- Task: Give an exact copy of the lines from the beginning of the listing below to the "Where can you see the brown" line, inclusive.

/---

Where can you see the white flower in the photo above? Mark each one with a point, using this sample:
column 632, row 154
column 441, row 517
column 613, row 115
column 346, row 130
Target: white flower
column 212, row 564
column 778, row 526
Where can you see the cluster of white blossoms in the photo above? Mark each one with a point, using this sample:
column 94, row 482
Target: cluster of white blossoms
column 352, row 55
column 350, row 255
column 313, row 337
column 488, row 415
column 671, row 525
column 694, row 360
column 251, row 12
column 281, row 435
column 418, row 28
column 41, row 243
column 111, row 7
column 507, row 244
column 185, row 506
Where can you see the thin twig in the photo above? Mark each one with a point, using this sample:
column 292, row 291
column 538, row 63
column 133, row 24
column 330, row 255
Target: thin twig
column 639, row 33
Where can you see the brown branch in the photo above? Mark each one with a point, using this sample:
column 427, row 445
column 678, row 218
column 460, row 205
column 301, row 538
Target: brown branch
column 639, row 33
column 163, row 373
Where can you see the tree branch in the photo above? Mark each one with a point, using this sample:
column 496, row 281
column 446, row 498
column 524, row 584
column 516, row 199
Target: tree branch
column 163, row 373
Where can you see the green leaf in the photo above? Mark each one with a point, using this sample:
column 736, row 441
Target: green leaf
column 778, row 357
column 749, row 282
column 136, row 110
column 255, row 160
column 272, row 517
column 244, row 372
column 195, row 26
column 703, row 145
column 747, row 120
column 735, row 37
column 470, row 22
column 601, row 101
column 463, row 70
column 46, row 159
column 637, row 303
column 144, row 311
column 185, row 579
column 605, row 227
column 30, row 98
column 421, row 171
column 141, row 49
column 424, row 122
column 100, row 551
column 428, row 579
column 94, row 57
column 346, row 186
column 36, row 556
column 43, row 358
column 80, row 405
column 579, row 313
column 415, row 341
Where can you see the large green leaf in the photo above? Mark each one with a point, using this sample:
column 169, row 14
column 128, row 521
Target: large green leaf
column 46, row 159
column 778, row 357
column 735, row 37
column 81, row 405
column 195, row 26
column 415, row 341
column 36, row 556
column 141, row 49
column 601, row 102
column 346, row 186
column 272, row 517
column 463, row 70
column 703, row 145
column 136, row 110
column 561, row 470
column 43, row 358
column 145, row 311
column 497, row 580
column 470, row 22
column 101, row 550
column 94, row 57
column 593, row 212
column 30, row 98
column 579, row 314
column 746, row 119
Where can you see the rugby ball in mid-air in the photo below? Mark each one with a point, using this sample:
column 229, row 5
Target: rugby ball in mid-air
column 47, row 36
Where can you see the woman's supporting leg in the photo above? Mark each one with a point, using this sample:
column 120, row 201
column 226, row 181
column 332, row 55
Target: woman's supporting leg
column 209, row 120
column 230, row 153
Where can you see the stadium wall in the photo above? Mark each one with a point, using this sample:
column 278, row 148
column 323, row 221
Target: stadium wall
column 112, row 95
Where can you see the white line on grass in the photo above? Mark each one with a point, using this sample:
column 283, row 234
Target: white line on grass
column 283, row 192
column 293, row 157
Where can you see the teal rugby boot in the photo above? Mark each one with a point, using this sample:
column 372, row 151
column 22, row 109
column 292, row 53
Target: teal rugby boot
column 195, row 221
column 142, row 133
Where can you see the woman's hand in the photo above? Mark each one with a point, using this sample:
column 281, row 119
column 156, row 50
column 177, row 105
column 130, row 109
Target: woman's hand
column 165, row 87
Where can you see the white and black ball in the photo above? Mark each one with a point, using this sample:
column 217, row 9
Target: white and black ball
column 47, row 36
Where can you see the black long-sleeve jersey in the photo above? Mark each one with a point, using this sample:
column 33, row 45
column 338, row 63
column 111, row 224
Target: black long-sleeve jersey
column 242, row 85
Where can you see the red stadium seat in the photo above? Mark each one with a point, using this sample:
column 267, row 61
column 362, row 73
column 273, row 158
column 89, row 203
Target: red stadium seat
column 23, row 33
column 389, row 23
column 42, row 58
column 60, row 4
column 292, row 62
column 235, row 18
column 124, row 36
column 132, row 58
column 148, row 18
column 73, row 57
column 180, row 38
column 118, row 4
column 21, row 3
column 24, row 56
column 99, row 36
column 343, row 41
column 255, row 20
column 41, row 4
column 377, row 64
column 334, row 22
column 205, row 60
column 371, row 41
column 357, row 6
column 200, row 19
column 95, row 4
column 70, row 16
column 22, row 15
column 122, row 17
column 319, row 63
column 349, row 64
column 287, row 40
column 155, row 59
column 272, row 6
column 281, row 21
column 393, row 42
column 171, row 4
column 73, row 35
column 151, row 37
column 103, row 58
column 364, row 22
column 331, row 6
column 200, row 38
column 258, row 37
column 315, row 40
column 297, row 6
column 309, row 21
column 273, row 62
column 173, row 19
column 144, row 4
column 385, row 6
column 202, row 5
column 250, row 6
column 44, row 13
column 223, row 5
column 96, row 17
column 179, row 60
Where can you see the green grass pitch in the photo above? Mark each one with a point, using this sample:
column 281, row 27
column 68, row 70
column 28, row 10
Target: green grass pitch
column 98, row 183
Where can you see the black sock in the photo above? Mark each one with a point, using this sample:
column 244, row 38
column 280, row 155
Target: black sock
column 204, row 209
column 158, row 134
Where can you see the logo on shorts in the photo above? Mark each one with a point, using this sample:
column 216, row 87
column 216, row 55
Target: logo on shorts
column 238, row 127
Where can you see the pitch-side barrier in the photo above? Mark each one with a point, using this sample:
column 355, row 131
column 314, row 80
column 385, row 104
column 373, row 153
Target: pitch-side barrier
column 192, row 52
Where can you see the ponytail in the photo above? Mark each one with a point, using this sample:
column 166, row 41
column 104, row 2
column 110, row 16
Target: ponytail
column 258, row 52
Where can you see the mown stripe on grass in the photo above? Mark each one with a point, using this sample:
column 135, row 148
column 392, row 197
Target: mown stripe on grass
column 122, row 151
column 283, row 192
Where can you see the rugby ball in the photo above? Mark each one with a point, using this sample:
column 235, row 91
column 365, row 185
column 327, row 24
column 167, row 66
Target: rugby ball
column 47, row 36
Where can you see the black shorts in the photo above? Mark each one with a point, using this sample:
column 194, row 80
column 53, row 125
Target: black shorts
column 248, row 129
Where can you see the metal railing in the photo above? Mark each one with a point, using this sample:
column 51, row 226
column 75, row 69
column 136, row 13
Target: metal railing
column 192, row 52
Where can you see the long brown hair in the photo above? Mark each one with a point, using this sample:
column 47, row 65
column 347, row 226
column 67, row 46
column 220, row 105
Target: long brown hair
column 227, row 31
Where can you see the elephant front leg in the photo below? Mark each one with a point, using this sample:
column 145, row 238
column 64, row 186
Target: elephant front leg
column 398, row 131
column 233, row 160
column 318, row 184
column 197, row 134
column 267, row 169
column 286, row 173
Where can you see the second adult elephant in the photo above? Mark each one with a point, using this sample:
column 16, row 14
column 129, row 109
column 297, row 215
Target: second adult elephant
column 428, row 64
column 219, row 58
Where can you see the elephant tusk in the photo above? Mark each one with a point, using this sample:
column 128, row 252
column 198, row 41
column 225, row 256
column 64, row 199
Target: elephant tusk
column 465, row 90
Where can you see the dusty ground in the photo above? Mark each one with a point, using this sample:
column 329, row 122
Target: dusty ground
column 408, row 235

\---

- Exercise solution:
Where can you see the white flower in the photo above? Mark each one with a point, using this sample:
column 632, row 154
column 441, row 517
column 613, row 115
column 346, row 130
Target: white flower
column 212, row 564
column 778, row 526
Where can you see the cluster of white blossoms in the photo above? Mark each one with a point, using this sample:
column 94, row 482
Target: cluster of white blossoms
column 352, row 55
column 350, row 255
column 313, row 337
column 488, row 415
column 671, row 525
column 694, row 360
column 251, row 12
column 281, row 435
column 418, row 28
column 41, row 243
column 111, row 7
column 507, row 244
column 185, row 506
Where can you see the thin twig in the photo above? Mark each one with a point, using this sample:
column 292, row 291
column 538, row 63
column 133, row 24
column 330, row 255
Target: thin twig
column 639, row 33
Where can you see the brown branch in the photo above? Mark each one with a point, using this sample:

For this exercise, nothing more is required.